Selected passage:
[gpfsug-discuss] gpfsug-discuss Digest, Vol 75, Issue 34

Jan-Frode Myklebust janfrode at tanso.net
Mon Apr 23 06:00:26 BST 2018


It started for me after upgrade from v4.2.x.x to 5.0.0.1 with RHEL7.4.
Strangely not immediately, but 2 days after the upgrade (wednesday evening
CET). Also I have some doubts that mount -o tcp will help, since TCP should
already be the default transport. Have asked for if we can rather block
this serverside using iptables.

But, I expect we should get a fix soon, and we’ll stick with v2.3.2 until
that.


-jf
man. 23. apr. 2018 kl. 01:23 skrev Ray Coetzee <coetzee.ray at gmail.com>:

> Hi Jan-Frode
> We've been told the same regarding mounts using UDP.
> Our exports are already explicitly configured for TCP and the client's
> fstab's set to use TCP.
> It would be infuriating if the clients are trying UDP first irrespective
> of the mount options configured.
>
> Why the problem started specifically last week for both of us is
> interesting.
>
> Kind regards
>
> Ray Coetzee
> Mob: +44 759 704 7060
>
> Skype: ray.coetzee
>
> Email: coetzee.ray at gmail.com
>
>
> On Mon, Apr 23, 2018 at 12:02 AM, Jan-Frode Myklebust <janfrode at tanso.net>
> wrote:
>
>>
>> Yes, I've been struggelig with something similiar this week. Ganesha
>> dying with SIGABRT -- nothing else logged. After catching a few coredumps,
>> it has been identified as a problem with some udp-communication during
>> mounts from solaris clients. Disabling udp as transport on the shares
>> serverside didn't help. It was suggested to use "mount -o tcp" or whatever
>> the solaris version of this is -- but we haven't tested this. So far the
>> downgrade to v2.3.2 has been our workaround.

Set task:
Could you copy the thread from the words that contain "Strangely not immediately, but" through "mounts using UDP.", substituting "firewalld" for "iptables"? The items after this point are separate material with no connection to the thread.

Dataset content:
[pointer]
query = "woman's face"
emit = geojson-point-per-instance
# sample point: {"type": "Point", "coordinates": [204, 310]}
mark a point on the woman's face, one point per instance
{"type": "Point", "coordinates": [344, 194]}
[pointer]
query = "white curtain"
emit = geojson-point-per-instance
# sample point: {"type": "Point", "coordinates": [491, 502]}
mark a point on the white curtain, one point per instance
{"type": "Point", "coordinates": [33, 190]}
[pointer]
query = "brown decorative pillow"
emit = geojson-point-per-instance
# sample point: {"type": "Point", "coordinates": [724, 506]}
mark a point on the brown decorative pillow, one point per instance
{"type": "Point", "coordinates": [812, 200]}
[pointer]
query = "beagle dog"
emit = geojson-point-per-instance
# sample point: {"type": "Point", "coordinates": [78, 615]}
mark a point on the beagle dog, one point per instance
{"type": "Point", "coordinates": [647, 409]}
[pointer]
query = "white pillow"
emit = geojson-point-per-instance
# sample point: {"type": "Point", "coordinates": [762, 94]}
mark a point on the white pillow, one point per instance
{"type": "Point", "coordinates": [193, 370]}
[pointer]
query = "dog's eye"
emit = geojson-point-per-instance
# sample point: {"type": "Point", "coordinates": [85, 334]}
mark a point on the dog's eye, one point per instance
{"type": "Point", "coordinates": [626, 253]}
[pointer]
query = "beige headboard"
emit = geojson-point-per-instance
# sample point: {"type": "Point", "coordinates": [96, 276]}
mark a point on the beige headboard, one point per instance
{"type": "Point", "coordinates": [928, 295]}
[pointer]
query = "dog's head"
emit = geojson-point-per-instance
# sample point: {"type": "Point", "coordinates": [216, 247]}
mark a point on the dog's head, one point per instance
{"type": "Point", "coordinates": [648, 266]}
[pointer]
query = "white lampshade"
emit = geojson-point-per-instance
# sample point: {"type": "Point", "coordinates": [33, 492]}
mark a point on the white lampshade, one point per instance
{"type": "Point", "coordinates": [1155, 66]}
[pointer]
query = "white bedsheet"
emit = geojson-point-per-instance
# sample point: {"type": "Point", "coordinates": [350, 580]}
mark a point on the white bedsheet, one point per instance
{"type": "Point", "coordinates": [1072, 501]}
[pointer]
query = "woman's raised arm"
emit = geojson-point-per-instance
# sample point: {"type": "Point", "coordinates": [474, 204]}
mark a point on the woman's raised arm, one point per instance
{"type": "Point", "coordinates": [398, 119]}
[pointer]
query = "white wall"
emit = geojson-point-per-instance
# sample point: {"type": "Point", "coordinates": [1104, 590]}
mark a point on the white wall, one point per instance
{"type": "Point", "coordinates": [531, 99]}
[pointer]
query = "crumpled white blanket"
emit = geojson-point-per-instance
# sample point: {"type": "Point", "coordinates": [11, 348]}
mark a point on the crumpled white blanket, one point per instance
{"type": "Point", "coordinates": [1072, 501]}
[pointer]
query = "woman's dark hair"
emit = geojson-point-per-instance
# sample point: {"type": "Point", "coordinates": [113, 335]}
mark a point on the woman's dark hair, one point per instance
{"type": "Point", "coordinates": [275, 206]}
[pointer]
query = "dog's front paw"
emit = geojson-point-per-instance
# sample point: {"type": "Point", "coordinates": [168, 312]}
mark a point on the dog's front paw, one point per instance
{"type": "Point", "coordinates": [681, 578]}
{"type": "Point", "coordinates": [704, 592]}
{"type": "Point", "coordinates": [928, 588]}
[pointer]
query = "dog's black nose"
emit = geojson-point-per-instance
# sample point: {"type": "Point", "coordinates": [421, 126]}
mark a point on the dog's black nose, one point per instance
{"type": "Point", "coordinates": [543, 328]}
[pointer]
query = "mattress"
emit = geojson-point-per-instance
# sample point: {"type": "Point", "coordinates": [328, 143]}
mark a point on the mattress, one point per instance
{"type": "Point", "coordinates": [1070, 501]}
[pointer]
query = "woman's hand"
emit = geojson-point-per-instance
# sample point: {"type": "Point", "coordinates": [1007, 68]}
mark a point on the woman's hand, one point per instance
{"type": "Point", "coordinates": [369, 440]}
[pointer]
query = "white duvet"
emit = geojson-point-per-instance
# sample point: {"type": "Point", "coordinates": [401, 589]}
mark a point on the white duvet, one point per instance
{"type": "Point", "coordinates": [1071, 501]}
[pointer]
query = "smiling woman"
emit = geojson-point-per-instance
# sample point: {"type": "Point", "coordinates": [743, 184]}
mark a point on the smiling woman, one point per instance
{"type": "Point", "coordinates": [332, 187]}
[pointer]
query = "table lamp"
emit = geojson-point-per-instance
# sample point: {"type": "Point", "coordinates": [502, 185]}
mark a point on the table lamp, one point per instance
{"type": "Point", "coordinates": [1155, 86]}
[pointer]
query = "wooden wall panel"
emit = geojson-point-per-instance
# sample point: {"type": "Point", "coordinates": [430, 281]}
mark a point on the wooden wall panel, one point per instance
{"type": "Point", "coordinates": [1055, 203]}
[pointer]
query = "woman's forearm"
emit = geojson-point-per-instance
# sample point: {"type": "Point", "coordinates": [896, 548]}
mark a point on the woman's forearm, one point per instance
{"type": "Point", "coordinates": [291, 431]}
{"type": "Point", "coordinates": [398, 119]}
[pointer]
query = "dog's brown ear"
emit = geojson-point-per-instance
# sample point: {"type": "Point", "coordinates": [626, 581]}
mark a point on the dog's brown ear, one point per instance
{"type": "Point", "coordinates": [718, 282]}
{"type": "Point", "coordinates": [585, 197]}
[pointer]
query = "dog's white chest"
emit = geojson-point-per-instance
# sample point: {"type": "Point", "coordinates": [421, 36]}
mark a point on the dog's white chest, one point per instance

Output of the task:
Strangely not immediately, but 2 days after the upgrade (wednesday evening
CET). Also I have some doubts that mount -o tcp will help, since TCP should
already be the default transport. Have asked for if we can rather block
this serverside using firewalld.

But, I expect we should get a fix soon, and we’ll stick with v2.3.2 until
that.


-jf
man. 23. apr. 2018 kl. 01:23 skrev Ray Coetzee <coetzee.ray at gmail.com>:

> Hi Jan-Frode
> We've been told the same regarding mounts using UDP.